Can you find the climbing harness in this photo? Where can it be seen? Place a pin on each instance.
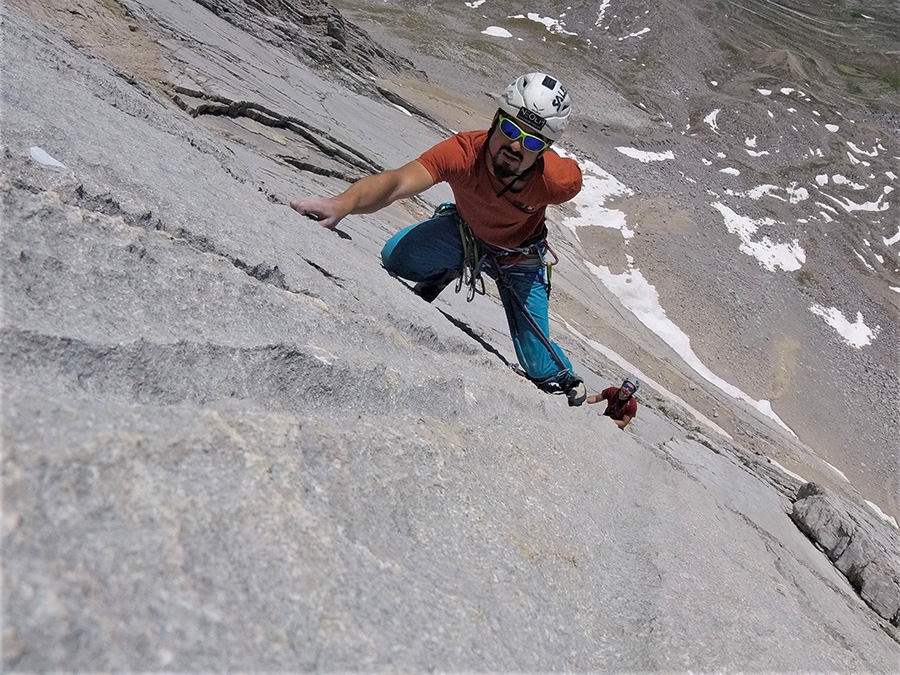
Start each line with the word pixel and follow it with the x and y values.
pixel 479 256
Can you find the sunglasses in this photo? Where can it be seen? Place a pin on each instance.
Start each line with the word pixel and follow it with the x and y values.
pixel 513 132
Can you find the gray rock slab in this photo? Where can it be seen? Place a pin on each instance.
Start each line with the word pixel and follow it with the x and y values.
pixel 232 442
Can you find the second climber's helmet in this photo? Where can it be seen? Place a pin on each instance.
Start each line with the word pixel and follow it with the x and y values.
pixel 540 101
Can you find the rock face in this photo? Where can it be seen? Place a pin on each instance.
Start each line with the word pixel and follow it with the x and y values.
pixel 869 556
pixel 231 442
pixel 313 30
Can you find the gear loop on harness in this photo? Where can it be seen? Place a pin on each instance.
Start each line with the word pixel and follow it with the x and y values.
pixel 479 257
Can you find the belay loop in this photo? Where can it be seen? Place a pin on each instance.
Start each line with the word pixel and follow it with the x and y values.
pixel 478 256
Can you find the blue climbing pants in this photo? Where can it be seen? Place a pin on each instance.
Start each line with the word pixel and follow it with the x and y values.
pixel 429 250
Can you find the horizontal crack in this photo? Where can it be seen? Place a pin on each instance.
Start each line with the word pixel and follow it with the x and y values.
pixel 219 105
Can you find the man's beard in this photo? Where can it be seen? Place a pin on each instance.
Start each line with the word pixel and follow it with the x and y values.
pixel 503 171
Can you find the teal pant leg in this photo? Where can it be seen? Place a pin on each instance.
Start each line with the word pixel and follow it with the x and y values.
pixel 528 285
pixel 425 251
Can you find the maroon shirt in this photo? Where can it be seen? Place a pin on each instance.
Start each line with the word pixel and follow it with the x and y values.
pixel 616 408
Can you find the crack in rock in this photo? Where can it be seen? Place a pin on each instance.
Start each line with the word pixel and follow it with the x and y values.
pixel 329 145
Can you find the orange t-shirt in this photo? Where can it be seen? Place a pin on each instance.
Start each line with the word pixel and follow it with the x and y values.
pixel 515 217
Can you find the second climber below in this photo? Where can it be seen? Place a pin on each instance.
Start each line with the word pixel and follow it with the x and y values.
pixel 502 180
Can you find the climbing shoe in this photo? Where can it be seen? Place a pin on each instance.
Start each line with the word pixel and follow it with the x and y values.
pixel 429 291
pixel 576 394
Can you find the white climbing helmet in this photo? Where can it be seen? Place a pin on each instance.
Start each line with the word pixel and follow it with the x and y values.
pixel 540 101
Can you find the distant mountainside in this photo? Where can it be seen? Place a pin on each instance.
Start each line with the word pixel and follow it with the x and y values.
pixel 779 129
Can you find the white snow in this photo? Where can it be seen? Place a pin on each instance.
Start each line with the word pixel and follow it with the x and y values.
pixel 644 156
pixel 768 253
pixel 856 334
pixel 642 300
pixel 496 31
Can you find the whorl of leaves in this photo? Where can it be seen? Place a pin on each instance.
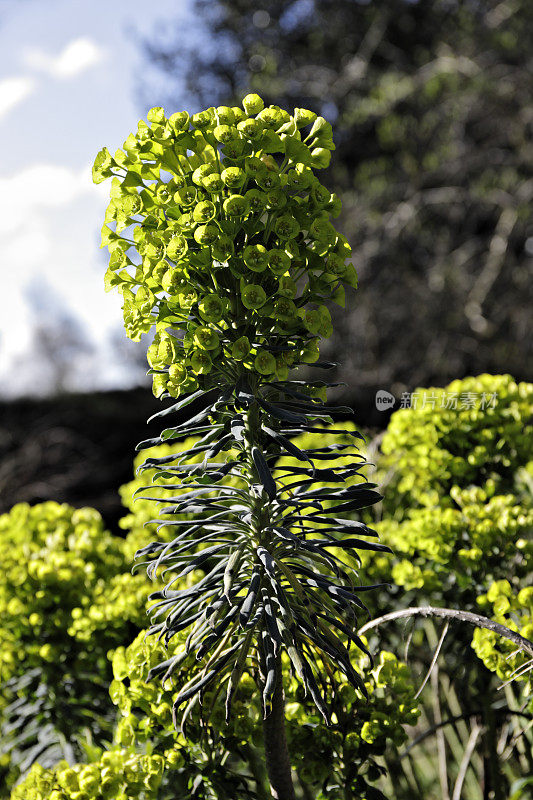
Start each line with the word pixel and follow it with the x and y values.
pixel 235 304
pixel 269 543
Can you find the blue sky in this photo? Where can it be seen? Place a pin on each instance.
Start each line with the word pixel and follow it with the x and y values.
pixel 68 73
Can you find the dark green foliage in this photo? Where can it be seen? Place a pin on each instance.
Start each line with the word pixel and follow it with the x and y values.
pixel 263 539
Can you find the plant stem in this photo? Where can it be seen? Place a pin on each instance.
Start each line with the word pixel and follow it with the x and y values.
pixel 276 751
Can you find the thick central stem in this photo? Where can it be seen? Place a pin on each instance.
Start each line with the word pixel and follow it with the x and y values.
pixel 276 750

---

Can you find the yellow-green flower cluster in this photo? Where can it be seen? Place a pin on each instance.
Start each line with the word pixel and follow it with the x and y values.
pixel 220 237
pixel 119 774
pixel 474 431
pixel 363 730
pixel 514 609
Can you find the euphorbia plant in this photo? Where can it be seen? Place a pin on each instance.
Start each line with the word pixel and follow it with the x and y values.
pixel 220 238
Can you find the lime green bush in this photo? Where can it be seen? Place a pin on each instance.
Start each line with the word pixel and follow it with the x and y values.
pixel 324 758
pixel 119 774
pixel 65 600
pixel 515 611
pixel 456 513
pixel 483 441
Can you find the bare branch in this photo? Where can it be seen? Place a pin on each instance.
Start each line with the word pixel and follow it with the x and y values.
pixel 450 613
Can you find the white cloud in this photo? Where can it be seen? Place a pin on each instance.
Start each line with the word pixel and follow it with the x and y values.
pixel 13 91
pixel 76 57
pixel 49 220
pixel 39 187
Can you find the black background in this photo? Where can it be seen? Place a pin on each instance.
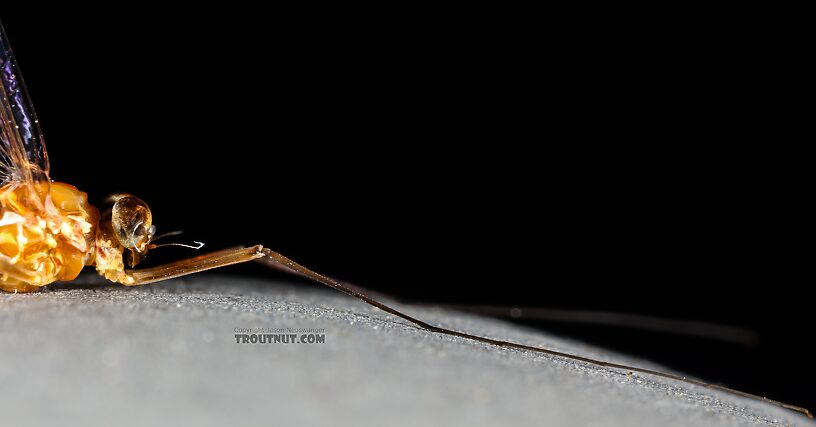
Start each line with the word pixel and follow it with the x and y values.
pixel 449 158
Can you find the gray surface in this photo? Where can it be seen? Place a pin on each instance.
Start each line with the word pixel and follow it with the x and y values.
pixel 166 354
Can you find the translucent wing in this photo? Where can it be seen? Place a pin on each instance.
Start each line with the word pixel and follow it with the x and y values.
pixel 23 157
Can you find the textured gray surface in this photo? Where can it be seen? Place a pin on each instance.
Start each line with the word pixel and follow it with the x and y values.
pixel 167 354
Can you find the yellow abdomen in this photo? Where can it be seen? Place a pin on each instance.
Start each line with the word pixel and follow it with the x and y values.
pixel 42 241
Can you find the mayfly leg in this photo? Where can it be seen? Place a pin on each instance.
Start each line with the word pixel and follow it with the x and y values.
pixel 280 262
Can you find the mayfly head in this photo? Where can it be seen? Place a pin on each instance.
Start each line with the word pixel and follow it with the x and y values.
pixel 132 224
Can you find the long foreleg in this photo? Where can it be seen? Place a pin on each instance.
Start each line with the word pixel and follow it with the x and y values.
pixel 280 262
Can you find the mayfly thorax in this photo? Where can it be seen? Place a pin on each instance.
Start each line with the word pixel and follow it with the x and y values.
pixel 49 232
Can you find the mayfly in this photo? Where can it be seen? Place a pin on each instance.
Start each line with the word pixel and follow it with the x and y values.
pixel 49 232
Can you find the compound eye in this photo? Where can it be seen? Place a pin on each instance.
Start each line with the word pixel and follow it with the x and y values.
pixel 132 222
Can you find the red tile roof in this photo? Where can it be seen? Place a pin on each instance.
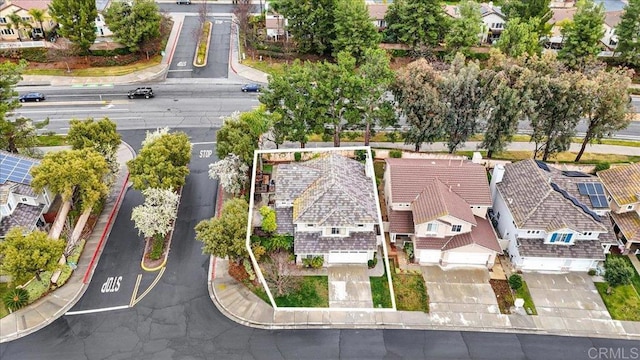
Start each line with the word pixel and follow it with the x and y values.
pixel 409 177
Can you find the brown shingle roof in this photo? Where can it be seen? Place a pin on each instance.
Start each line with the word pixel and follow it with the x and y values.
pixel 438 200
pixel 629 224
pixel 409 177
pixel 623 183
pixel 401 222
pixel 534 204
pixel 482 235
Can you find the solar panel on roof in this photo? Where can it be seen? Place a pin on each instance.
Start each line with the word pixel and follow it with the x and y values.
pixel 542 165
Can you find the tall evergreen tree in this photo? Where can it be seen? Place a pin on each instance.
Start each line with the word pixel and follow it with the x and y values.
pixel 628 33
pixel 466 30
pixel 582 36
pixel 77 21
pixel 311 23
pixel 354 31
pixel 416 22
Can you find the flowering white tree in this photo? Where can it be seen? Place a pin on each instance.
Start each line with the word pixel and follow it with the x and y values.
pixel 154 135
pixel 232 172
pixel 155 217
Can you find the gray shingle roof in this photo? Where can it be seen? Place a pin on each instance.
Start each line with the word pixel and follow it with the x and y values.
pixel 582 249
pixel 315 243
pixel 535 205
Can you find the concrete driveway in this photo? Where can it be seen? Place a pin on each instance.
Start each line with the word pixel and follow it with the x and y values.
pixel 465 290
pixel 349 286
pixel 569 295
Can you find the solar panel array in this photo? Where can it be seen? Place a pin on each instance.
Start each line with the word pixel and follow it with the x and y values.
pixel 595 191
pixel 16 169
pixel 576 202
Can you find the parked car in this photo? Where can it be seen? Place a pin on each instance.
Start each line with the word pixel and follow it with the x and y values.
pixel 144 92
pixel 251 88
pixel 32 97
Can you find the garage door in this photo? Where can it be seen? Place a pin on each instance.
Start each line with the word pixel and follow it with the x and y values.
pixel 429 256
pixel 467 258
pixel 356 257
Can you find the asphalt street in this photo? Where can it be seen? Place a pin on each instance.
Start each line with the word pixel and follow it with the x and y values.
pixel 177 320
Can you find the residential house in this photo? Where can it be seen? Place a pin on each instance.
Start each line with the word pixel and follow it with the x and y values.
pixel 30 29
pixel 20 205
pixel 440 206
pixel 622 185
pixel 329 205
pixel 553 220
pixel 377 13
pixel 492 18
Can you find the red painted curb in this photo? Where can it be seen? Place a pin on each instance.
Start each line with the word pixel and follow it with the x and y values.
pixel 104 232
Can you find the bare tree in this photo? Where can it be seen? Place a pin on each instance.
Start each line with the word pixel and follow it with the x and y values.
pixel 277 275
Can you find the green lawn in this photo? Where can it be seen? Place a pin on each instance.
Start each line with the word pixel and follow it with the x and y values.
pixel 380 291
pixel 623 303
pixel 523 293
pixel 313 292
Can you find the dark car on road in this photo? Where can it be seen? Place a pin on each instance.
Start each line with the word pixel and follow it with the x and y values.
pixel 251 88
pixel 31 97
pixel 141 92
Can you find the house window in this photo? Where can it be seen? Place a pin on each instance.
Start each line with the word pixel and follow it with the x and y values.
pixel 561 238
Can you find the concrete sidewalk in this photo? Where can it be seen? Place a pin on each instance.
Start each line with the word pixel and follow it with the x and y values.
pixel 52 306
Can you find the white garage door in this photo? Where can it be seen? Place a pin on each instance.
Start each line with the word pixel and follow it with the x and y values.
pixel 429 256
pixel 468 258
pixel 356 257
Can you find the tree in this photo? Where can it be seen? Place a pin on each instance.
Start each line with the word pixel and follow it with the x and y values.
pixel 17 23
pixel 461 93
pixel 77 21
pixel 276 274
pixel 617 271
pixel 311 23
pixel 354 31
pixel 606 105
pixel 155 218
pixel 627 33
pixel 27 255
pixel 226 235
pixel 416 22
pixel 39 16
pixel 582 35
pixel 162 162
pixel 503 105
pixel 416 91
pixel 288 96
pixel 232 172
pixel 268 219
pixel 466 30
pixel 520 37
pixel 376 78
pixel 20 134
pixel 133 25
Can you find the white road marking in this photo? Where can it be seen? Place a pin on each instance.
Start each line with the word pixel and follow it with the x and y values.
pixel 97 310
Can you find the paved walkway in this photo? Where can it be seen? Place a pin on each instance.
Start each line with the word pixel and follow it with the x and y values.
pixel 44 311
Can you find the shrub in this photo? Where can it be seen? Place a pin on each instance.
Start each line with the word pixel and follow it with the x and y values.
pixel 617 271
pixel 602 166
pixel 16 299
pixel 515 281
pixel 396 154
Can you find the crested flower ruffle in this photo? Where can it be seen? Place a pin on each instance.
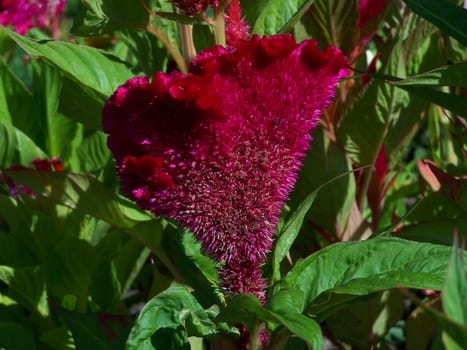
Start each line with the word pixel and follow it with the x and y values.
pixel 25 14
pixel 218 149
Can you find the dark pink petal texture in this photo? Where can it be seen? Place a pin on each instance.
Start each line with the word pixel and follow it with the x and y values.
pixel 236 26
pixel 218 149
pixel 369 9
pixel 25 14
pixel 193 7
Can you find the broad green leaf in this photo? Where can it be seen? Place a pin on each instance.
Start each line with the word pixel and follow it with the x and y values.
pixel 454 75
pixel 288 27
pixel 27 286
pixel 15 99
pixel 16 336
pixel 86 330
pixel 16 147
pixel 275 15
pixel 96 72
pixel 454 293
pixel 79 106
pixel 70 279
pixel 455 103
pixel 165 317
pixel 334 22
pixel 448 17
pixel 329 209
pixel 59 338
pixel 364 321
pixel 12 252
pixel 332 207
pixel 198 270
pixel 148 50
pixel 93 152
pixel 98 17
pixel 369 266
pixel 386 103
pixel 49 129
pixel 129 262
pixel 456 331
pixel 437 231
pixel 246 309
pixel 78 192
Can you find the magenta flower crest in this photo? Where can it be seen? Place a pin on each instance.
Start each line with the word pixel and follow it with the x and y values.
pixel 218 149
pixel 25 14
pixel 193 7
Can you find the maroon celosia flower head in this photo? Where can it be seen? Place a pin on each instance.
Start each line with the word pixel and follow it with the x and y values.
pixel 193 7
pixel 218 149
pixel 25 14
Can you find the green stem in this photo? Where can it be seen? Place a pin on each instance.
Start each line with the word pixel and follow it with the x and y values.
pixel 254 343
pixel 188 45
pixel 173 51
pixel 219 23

### Exercise prompt
Return only the stretch of the material above from the line holding "Can you find the white garage" through the line holding "Can you find the tree", copied exactly.

### Output below
Can you find the white garage door in this photo? Where can it be seen? Place a pin on each instance.
Start each line with the word pixel and follow it with the x and y values.
pixel 429 256
pixel 468 258
pixel 356 257
Can you find the tree in this photo? Where can it be seen? Place a pin on each instance.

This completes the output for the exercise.